| Stated exercise |
Reproduce the records below, starting with the line containing "Each instance of the pool" and continuing through the end of the records, requests included. Multiply every coordinate in the answers by 1.1 and round to the nearest whole number, rounding halves up.
— start of Available records —
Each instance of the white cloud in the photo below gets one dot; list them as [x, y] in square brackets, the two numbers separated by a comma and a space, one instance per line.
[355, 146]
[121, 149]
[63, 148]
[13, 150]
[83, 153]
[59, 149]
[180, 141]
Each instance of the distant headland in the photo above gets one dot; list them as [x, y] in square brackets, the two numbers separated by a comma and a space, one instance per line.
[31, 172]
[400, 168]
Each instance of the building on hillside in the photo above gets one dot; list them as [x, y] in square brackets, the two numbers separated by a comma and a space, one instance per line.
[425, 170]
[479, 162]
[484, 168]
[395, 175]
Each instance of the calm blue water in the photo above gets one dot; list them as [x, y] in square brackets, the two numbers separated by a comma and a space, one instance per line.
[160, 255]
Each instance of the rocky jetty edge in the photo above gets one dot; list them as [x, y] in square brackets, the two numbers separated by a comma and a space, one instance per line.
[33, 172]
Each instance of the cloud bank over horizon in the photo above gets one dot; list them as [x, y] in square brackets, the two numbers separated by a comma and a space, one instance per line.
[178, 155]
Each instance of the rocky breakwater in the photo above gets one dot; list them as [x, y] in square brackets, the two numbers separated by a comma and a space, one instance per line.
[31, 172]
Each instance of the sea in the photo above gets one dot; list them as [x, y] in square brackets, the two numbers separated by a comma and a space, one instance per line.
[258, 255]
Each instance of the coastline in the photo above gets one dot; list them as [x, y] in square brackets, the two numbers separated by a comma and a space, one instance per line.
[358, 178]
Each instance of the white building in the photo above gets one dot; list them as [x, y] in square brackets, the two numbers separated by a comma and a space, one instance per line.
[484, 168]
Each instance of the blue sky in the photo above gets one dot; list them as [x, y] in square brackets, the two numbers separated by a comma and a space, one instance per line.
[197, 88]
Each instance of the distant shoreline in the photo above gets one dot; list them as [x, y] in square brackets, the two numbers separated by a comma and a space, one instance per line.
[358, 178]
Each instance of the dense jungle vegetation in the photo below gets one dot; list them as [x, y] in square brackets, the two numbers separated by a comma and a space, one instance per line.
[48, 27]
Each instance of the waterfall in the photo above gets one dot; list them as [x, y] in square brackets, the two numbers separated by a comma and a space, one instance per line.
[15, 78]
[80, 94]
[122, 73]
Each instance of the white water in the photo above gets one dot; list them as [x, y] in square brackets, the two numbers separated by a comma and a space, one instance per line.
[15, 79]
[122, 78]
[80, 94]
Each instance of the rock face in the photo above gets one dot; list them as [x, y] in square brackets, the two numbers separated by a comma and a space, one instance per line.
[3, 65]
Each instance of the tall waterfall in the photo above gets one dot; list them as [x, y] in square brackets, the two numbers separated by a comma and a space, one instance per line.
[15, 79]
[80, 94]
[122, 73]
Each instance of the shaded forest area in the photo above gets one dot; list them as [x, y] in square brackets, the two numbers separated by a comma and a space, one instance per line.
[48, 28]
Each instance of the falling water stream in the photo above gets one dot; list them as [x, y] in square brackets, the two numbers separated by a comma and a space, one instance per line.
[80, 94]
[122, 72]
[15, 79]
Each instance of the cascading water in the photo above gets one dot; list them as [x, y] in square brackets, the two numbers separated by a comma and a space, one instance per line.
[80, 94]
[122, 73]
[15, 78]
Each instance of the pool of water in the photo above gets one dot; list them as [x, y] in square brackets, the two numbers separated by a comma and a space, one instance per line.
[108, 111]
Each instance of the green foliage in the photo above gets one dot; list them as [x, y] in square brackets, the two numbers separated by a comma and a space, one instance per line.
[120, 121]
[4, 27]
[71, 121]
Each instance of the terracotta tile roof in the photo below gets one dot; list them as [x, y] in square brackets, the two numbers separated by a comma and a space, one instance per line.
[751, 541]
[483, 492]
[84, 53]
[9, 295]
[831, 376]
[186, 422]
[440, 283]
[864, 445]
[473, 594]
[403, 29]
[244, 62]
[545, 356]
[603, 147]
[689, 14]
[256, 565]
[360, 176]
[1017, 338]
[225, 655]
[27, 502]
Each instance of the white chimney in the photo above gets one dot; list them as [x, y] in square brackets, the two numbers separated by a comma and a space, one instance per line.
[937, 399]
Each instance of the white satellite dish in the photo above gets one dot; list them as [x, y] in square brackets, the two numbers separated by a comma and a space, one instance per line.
— end of Available records —
| Solution to the problem |
Each instance of the pool of water in the photo above gets one dot; list them as [x, y] in square brackets, the two numbers separated by a comma and a space, one instance per line.
[119, 122]
Each instance of the green foliage in the photo above gets one dot; list them as [x, y] in square brackets, the two numbers separated by a comma and a space, one instance per line.
[132, 133]
[4, 30]
[78, 133]
Each instance of the terracotta tile roof in the photo below gets one dot; list them as [x, y] in square brackets, the two numbers separated by a comma and a space, one instance per line.
[826, 595]
[531, 541]
[92, 58]
[10, 325]
[914, 414]
[205, 464]
[484, 311]
[950, 490]
[520, 653]
[443, 32]
[268, 68]
[600, 392]
[663, 162]
[758, 15]
[282, 622]
[396, 194]
[1119, 372]
[248, 721]
[30, 552]
Each instance of the white chimney in the photo above gets one dot; list them as [x, y] in square brackets, the two numbers separated by a comma and a space, one instance per line.
[1031, 439]
Each instance of the white satellite dish in the photo above gets one dot; list them as [x, y] in square brackets, the two numbers separated by a comma and a space, one instance per line.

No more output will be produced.